- Exercise
Nothing but the lines from the one with "the player's bent" to the final line should be returned, each exactly as it appears.

--- Start ---

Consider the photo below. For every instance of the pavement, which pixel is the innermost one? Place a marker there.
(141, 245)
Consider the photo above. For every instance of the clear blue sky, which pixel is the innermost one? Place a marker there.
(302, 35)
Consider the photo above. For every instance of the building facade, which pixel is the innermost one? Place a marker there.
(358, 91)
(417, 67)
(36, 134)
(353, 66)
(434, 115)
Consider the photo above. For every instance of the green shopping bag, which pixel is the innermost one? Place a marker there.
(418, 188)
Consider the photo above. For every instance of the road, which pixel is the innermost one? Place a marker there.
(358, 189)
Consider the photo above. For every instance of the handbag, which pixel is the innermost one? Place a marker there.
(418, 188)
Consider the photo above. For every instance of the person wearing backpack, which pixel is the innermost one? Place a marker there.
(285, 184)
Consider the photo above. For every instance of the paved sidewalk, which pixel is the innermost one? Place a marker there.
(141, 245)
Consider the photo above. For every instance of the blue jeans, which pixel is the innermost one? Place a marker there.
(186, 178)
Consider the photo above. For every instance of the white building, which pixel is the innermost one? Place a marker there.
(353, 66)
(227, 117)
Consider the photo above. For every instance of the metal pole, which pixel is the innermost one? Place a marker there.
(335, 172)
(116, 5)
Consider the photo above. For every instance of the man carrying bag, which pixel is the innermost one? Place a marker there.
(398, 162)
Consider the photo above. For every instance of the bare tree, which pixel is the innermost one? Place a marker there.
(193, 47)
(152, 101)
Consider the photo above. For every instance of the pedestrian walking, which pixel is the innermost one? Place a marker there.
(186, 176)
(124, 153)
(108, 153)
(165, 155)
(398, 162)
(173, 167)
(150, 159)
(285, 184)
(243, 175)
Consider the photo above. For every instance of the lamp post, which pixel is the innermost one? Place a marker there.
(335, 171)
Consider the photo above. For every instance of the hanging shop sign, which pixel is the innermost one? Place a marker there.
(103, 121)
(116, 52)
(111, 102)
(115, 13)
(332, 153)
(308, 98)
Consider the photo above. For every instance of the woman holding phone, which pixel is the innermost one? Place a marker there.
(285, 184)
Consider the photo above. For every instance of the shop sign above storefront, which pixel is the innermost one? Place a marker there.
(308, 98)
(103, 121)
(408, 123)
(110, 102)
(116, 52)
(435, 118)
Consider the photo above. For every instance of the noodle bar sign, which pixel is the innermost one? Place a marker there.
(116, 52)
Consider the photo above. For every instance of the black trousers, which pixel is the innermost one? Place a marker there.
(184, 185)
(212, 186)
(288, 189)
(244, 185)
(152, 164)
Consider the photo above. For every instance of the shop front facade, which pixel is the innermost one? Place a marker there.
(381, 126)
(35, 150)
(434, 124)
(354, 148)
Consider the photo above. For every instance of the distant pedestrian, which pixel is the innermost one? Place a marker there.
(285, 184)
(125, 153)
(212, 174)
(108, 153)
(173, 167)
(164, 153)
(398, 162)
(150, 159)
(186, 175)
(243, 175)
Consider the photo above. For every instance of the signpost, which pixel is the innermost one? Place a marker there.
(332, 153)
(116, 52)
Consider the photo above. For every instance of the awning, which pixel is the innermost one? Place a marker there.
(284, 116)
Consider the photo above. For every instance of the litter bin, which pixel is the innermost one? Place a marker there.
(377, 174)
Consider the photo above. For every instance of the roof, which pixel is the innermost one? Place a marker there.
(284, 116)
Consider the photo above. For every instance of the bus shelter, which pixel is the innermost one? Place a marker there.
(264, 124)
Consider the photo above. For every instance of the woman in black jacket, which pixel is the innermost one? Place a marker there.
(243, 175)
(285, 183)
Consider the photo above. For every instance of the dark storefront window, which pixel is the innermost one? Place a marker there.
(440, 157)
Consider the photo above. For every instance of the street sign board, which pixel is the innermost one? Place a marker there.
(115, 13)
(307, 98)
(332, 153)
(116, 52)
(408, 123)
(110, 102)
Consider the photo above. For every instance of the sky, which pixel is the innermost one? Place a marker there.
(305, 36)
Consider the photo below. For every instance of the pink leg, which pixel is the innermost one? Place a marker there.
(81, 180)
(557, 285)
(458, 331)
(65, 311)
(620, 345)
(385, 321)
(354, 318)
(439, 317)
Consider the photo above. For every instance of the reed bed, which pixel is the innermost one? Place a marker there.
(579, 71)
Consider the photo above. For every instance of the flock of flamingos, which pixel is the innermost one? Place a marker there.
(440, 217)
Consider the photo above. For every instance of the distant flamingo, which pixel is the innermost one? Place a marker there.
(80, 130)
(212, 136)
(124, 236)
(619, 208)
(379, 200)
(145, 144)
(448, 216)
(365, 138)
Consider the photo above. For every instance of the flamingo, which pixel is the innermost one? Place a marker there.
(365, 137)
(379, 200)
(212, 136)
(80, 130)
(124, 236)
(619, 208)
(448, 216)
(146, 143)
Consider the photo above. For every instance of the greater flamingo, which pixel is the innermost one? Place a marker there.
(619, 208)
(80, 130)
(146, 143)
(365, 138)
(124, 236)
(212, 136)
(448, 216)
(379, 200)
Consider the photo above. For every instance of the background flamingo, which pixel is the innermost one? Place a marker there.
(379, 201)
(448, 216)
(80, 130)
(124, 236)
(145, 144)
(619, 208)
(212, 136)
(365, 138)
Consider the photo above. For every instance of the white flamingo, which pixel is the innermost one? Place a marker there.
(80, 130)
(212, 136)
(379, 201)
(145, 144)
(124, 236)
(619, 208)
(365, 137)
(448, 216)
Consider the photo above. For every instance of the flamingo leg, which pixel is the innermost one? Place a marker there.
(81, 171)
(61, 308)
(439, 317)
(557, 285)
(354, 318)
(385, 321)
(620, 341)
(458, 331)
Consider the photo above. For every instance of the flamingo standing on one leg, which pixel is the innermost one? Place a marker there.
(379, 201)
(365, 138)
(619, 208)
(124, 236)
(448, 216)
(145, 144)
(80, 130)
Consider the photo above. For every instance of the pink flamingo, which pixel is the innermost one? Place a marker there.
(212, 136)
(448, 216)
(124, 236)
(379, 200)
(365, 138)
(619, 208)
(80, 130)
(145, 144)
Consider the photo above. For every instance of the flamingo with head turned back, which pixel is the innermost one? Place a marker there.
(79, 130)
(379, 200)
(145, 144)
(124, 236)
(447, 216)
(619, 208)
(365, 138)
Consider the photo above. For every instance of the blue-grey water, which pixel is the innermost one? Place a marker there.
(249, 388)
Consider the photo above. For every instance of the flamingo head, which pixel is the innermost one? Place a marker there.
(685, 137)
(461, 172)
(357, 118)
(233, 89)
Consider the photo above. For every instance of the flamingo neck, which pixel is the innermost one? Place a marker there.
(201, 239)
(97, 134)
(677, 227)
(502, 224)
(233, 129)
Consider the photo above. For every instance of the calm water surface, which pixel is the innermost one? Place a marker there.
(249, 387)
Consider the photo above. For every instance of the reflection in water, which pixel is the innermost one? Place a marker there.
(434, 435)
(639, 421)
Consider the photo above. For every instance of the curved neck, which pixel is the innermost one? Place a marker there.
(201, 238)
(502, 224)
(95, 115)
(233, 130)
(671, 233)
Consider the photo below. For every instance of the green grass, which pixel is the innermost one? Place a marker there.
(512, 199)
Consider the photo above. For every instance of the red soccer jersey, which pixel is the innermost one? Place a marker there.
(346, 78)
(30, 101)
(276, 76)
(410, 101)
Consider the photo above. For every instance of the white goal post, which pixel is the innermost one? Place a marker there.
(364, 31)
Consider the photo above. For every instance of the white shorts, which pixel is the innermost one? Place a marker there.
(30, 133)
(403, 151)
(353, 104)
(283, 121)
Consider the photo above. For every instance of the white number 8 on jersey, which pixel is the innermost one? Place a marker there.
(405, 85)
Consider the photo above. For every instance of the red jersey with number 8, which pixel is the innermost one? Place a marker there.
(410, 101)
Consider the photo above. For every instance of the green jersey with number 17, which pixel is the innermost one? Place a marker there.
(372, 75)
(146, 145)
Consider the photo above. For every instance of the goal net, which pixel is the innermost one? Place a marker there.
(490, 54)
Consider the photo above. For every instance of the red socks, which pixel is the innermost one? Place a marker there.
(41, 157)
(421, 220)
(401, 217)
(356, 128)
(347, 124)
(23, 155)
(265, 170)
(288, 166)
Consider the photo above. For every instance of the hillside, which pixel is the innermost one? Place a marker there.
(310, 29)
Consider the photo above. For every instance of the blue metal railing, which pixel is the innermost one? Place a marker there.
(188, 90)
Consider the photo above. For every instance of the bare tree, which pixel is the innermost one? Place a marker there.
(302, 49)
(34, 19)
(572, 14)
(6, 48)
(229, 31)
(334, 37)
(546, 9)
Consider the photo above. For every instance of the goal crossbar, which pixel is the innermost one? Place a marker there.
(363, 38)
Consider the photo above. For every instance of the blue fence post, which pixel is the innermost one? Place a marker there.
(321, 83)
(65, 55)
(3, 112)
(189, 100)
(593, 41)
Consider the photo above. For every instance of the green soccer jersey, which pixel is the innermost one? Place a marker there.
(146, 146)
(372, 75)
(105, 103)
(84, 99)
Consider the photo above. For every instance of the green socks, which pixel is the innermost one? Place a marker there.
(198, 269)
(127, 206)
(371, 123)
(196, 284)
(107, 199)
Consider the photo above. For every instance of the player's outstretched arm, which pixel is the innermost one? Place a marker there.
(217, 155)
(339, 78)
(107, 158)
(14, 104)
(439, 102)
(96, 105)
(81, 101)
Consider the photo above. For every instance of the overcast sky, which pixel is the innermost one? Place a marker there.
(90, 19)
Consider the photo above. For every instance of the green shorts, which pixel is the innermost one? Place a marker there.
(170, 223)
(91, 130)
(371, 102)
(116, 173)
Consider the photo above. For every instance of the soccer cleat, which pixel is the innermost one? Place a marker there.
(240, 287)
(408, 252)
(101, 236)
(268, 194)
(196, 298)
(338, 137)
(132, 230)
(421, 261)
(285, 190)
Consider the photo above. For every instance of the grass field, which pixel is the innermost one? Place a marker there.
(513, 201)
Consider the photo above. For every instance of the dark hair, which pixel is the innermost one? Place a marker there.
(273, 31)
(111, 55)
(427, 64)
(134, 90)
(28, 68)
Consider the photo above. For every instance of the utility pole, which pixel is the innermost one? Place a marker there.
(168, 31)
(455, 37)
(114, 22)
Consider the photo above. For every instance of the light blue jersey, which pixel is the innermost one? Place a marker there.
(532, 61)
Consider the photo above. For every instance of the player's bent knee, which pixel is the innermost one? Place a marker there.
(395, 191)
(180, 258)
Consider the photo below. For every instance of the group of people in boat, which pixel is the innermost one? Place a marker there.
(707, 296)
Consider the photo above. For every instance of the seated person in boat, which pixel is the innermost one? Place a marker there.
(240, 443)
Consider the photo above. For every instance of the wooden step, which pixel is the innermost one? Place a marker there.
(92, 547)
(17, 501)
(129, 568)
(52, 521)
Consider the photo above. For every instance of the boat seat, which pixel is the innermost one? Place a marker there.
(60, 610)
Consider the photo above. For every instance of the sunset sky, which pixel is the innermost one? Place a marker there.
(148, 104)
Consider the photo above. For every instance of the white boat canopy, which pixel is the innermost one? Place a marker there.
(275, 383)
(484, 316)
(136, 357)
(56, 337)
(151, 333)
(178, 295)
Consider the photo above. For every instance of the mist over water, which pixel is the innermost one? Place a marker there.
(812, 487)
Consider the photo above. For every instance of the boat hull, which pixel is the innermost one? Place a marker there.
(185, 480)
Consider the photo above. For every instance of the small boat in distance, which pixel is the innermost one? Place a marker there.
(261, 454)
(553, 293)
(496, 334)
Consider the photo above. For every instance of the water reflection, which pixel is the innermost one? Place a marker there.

--- End ---

- Output of the task
Consider the photo above. For every instance of the player's bent knee, which pixel is the innermost one? Place a marker there.
(395, 191)
(180, 258)
Consider the photo below. For every instance of the group of people in boat, which pixel is the innermost one? Place a marker there.
(707, 296)
Consider the photo above. For every instance of the seated person in boat, which pixel is the innermost one? Place a marker there.
(240, 443)
Consider the photo above. For every instance of the wooden step, which pixel is the innermost one? Place a marker there.
(92, 547)
(17, 501)
(129, 568)
(52, 521)
Consider the photo above. For every instance of the boat seat, which pixel is the innermost one? Place a marker there.
(60, 610)
Consider the photo above. For every instance of the sunset sky, which pixel is the innermost one? Place a marker there.
(148, 104)
Consider the photo above. For every instance of the white boat canopy, which pixel is the innermost one? Place a marker there.
(275, 383)
(484, 316)
(136, 357)
(56, 337)
(151, 333)
(178, 295)
Consider the photo above. For every instance of the mist over water, which pixel is the innermost one? Place a marker there.
(812, 487)
Consider the photo above. For every instance of the boat hull, which pixel is the innermost one? Place a marker there.
(185, 480)
Consider the photo above. For every instance of the small boat in distance, which pixel is the innermost one? Place a marker there.
(261, 454)
(553, 293)
(496, 334)
Consider the photo above. For every instance of the water reflection, which pixel is the innermost one? Place a marker there.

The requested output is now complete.